From lifestyle blogs to Google employee onboarding packages, “mindfulness” generated a lot of buzz in 2016. And while the word might bring to mind yoga ashrams or stressed-out Silicon Valley execs, there’s good reason to think we could all benefit from a breather, says Dan Guerra, Psy.D., ’91.
A practicing psychologist, executive coach and public speaker, Guerra’s approach to mindfulness combines Western cognitive behavioral therapies, Eastern philosophies and improvisational acting. His distinctive approach bridges the gap between mind and body to help clients suffering from stress, chronic pain and autoimmune disorders find relief and clarity.
“Mindfulness, simply put, is awareness,” explains Guerra, who lives and has a private practice in New York City. In particular, Guerra encourages patients to pay attention to their breath, a tactic that helps people stay calm and can even stop patterns of negative thinking.
“You teach people to connect their breath and their awareness to their body, and good stuff starts to happen,” says Guerra. “I’m not saying it cures a lifetime of illness, but you can lead a higher-quality life.”

◇ ◇ ◇ ◇

Activity 1:
For each statement, (a) through (c), state whether it agrees with the passage on mindfulness, answering yes or no and quoting the exact words from the passage that decide it.
(a) Guerra has a private practice in New York City.
(b) Guerra claims that connecting breath and awareness to the body cures a lifetime of illness.
(c) Guerra's approach to mindfulness includes improvisational acting.
Activity 2:
From the passage on mindfulness, extract the words starting at "From lifestyle blogs" and ending at "Guerra, Psy.D., ’91.".

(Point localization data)
◇ ◇ ◇ ◇

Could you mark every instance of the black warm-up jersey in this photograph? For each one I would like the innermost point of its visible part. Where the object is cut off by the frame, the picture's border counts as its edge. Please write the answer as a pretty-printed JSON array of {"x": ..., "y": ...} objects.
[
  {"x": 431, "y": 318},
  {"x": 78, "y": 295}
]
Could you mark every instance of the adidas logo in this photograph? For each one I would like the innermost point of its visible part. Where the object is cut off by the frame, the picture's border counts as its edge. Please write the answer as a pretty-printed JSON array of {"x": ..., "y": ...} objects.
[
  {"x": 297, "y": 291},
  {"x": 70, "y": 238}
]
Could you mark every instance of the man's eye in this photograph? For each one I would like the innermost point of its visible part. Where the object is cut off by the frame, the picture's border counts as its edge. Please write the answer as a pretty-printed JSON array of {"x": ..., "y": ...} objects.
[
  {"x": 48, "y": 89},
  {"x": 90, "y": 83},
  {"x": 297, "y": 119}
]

◇ ◇ ◇ ◇

Response box 1:
(a) Yes: "who lives and has a private practice in New York City"
(b) No: "I’m not saying it cures a lifetime of illness"
(c) Yes: "Western cognitive behavioral therapies, Eastern philosophies and improvisational acting"

Response box 2:
From lifestyle blogs to Google employee onboarding packages, “mindfulness” generated a lot of buzz in 2016. And while the word might bring to mind yoga ashrams or stressed-out Silicon Valley execs, there’s good reason to think we could all benefit from a breather, says Dan Guerra, Psy.D., ’91.